**Problem statement:**
Reproduce every entry in the listing without alteration.

**Record excerpts:**
--- Start ---

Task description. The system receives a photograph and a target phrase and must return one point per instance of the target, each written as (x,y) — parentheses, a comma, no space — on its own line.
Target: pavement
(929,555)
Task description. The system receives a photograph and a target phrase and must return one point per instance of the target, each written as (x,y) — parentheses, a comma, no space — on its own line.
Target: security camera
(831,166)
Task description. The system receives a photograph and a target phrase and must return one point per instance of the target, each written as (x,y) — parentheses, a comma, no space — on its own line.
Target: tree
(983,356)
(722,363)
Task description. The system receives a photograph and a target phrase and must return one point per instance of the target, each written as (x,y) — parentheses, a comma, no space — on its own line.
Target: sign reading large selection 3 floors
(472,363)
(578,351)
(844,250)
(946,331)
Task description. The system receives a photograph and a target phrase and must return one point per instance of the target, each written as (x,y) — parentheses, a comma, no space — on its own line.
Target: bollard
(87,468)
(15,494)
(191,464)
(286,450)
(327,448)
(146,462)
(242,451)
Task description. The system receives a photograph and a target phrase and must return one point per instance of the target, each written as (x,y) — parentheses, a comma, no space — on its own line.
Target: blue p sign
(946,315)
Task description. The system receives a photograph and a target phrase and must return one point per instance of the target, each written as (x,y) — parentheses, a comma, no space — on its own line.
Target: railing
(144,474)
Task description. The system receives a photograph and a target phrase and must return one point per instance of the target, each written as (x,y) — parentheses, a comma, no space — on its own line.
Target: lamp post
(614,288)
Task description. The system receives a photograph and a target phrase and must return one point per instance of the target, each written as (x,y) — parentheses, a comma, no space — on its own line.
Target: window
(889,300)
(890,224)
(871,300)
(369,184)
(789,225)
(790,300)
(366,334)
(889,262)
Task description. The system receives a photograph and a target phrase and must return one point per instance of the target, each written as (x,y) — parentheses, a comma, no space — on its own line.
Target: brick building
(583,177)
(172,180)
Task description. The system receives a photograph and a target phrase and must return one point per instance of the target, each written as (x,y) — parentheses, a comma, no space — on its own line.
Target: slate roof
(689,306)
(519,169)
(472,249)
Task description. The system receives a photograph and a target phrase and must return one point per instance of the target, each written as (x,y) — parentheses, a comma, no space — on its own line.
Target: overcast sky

--- End ---

**Answer to this problem:**
Task description. The system receives a photograph and a target phrase and must return one point per instance of the target, each written as (x,y) — parentheses, a comma, no space — on its own line.
Target: pavement
(929,555)
Task description. The system receives a photograph and a target phrase and must return one point per instance of the target, each written as (x,y) — parentheses, a comma, no space — on its own line.
Target: security camera
(831,166)
Task description. The system receives a photograph and a target phrase and must return one point per instance of the target, each written as (x,y) — parentheses, a comma, no space — on its own line.
Target: tree
(983,356)
(722,363)
Task description. The system receives a photograph and a target phrase and must return one point per instance of the target, each written as (x,y) — parentheses, a comma, no space — on its own line.
Target: sign reading large selection 3 floors
(472,363)
(578,351)
(844,250)
(946,331)
Task description. The system receives a photograph and a target phrase and must return one point per instance of the target, each written as (x,y) — parentheses, a comma, no space — on its own line.
Target: bollard
(87,468)
(15,494)
(191,464)
(286,450)
(327,448)
(146,462)
(242,451)
Task description. The system receives a photograph and a target phrase and must return one point per instance of the target, each written as (x,y) — parentheses, a comma, no space — on its own line.
Target: blue p sign
(946,315)
Task description. The system receives a photograph and a target phrase and must return one point per instance of the target, each written as (x,y) — parentheses, a comma, no space — on its own line.
Target: railing
(144,474)
Task description. The system receives a photograph and a target phrase and must return one point per instance of the target, each written as (x,y) — parentheses, a comma, no space — on its own line.
Target: lamp post
(614,288)
Task description. The system receives a photograph and a target phrase and must return one point per instance of the target, each written as (x,y) — parentheses, a comma, no space — on its own line.
Target: window
(889,300)
(890,224)
(871,300)
(369,184)
(789,225)
(790,300)
(366,334)
(889,262)
Task description. The system receives a photograph and a target phrase and must return one point per instance of the target, each written as (x,y) — parentheses, a comma, no space — on its own line.
Target: brick building
(583,177)
(172,180)
Task description. The system receives a photograph and a target phrase and must return one point per instance of the target, each written as (x,y) — parentheses, a comma, no space — on its own line.
Target: slate roof
(689,306)
(519,169)
(472,249)
Task description. The system receives a photograph and a target phrase and must return one point per instance of the target, each written as (x,y) — parentheses, a comma, no space — on its own line.
Target: overcast sky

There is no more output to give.